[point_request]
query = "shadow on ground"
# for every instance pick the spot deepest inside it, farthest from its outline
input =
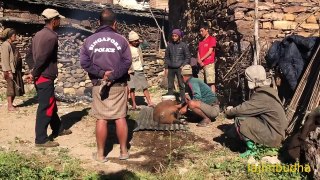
(229, 138)
(68, 120)
(123, 174)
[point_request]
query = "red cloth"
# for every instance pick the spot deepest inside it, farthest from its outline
(204, 46)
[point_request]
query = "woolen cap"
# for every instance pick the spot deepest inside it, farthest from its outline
(177, 32)
(186, 70)
(257, 76)
(51, 13)
(133, 36)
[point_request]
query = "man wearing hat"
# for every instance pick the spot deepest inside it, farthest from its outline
(261, 119)
(106, 56)
(45, 71)
(138, 80)
(206, 56)
(177, 55)
(203, 101)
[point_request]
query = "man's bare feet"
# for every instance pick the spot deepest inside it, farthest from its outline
(12, 108)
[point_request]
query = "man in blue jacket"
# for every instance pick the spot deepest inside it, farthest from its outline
(202, 101)
(177, 55)
(106, 57)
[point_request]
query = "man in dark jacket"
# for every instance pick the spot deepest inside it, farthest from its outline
(106, 57)
(45, 70)
(202, 102)
(177, 55)
(261, 119)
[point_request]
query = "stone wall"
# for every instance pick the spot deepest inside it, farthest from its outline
(72, 79)
(232, 22)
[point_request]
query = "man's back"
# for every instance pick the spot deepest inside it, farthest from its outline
(44, 51)
(201, 91)
(108, 51)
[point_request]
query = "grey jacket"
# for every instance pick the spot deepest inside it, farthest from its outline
(263, 119)
(177, 55)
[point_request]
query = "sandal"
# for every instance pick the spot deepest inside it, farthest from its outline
(124, 156)
(94, 157)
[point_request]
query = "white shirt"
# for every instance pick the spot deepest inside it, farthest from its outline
(137, 58)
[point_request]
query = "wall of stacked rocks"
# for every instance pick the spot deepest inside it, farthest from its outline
(72, 79)
(232, 22)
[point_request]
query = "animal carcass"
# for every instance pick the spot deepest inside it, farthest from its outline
(166, 112)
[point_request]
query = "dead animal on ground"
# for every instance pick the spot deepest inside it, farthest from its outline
(166, 112)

=-=-=

> **DIRECTION**: Extract each line of the records that contains the string "jacket".

> **RESULT OF THE EXERCISE**:
query = "man in blue jacket"
query = "man in dark jacket"
query = "grey jacket"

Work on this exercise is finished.